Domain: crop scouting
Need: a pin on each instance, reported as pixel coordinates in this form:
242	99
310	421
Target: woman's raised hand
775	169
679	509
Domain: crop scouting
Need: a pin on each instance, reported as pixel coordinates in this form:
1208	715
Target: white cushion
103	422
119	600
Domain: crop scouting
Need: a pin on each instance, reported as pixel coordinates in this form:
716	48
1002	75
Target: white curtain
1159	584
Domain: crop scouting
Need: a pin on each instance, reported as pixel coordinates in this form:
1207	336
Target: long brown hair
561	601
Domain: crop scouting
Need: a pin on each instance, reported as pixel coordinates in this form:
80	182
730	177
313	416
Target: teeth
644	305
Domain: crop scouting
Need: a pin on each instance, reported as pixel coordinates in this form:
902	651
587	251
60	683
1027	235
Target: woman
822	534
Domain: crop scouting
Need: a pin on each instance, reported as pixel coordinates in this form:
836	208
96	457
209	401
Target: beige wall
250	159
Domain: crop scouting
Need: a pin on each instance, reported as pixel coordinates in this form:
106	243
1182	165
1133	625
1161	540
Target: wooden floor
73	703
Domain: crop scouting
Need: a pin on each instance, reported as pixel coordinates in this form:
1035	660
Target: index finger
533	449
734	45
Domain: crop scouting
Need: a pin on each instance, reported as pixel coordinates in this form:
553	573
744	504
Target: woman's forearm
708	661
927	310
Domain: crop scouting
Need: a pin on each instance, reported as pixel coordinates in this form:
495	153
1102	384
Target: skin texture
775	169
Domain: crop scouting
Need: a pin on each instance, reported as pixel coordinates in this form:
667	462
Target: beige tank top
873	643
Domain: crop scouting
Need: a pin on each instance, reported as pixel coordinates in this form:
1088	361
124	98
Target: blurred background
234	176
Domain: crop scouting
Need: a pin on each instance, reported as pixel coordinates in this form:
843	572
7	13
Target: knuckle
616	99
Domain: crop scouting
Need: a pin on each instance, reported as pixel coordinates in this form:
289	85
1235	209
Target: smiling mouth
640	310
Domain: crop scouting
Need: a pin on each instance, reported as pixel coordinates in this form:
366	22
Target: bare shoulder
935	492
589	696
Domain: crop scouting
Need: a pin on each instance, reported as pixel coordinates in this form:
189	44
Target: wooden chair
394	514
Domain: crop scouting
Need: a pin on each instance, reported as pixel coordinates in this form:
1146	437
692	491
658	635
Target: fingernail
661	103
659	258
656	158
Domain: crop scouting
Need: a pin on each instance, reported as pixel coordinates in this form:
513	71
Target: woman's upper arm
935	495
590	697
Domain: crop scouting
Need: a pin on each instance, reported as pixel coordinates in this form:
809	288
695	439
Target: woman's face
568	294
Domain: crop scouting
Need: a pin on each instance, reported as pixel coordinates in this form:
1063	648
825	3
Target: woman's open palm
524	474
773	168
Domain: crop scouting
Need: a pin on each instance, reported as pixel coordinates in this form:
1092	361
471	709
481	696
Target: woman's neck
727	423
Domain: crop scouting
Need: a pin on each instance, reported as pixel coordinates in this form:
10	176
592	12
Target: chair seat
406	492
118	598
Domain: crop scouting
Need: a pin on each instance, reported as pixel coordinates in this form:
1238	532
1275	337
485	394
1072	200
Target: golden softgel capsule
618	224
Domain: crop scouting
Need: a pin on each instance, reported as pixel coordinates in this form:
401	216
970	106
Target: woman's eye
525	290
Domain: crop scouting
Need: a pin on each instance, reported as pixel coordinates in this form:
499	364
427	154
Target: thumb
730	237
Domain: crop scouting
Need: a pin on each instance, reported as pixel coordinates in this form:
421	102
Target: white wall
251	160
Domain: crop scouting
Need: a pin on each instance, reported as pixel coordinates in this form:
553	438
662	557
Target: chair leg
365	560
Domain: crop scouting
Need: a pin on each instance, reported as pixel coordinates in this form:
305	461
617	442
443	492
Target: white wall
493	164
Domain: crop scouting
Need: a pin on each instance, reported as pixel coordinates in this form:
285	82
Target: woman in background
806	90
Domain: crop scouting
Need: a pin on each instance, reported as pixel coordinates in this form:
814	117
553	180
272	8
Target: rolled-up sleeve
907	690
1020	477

# # #

# Aim of the task
Every single line in the records above must be written out exactly.

# Answer to this exercise
Domain: crop scouting
Need: a pin on each instance, reported as pixel coordinates in this form:
242	99
310	421
Target: woman's raised hand
775	169
679	509
Domain: crop scouting
Need: a pin on each instance, reported as pixel coordinates in this form:
1208	715
Target: white cushion
103	422
119	600
Domain: crop scouting
Need: a pin on each instance, reported as pixel coordinates in this form:
716	48
1002	75
Target: white curtain
1159	584
Domain: crop scouting
Need: a pin on each instance, reported as pixel coordinates in this form:
1207	336
Target: long brown hair
561	601
Domain: crop scouting
Need: a pin on each instance, reported as pixel coordinates in this form:
80	182
730	177
313	416
Target: teeth
644	305
Domain: crop scouting
Need: a pin on each instance, reported as pixel coordinates in this form:
902	651
587	251
60	683
1027	235
Target: woman
822	534
Domain: crop scouting
Need: a pin on each instance, reported as pixel coordinates in this form:
836	208
96	457
209	401
Target: beige wall
250	159
Domain: crop scouting
Need: a pin on each instance, reported as pixel coordinates in this form:
106	243
1182	165
1133	625
1161	540
Target: wooden floor
73	703
Domain: crop scouting
Need: a pin on each instance, reported as pixel coordinates in this form:
1035	660
Target: index finger
533	449
734	45
Domain: crop scouting
Need: a pin on each instance, reported as pixel coordinates in this form:
553	573
744	504
Target: woman's forearm
708	661
927	310
Domain: crop scouting
Need: a pin on each instance, reported as pixel coordinates in this form:
495	153
1102	384
Target: skin texture
775	169
Domain: crop scouting
Need: a pin on each instance, reported as pixel coordinates in this form:
667	462
Target: beige tank top
873	643
Domain: crop scouting
Need: a pin on each instance, reported as pixel coordinates in this form:
1088	361
124	98
Target: blurred background
234	176
Domain: crop scouting
Need: a pin on each instance, reported as pixel coordinates in this form:
843	572
7	13
Target: knuckle
616	99
Domain: crop scouting
Need: a pin on each instance, reported as pixel coordinates in this form:
289	85
1235	209
Target: smiling mouth
640	310
Domain: crop scouting
Need: a pin on each instance, reported as pixel coordinates in this form:
366	22
Target: bare shoulder
935	492
589	696
Domain: crop scouting
Need: a pin on each instance, reported as pixel coordinates in this form:
189	44
Target: wooden chair
394	514
Domain: crop scouting
Need: a pin on each instance, reported as pixel coordinates in this form:
1146	437
692	491
658	635
Target: fingernail
661	103
659	258
656	158
Domain: crop scouting
Need: a pin on each instance, reported as pixel coordinates in this form:
513	71
Target: woman's upper arm
935	495
590	697
Domain: crop scouting
Need: a pin on each instance, reported as pixel coordinates in this form:
809	288
695	439
Target: woman's face
568	294
Domain: crop scouting
Need: a pin on each instance, reported as pixel coordinates in this form:
1063	648
825	3
Target: woman's open palm
524	474
773	168
Domain: crop scouting
Need: a pin on each instance, reported as pixel coordinates in this form:
1092	361
471	709
481	696
Target: woman's neck
727	423
Domain: crop scouting
Need: a pin on each instance, reported as pixel coordinates in this form:
10	176
592	12
Target: chair seat
406	492
118	598
Domain: crop scouting
Need: a pin on each instance, reported as pixel coordinates in this form:
1238	532
1275	337
485	394
1072	200
Target: golden softgel capsule
618	224
Domain: crop scouting
Need: a pin on each instance, reported as pixel coordinates in this form:
401	216
970	106
Target: woman's eye
525	290
Domain: crop scouting
Need: a pin on each instance, reported as pixel coordinates in this form:
499	364
427	154
Target: thumb
730	237
Domain: crop scouting
Need: a pin on each instance, reported as pixel coordinates in this form:
421	102
Target: white wall
251	160
Domain: crop scouting
Need: a pin on each instance, reported as pixel coordinates in this form:
553	438
662	557
Target: chair leg
365	560
Domain: crop scouting
Need: a pin on each instance, reported as pixel coordinates in this form:
305	461
617	442
443	492
Target: white wall
493	164
Domain: crop scouting
Need: a pin on each instance, reported as pixel coordinates in this form:
285	82
Target: woman in background
806	90
Domain: crop scouting
Need: a pin on each instance, reported as pixel coordinates in this form:
814	117
553	180
272	8
Target: rolled-up sleeve
907	690
1020	477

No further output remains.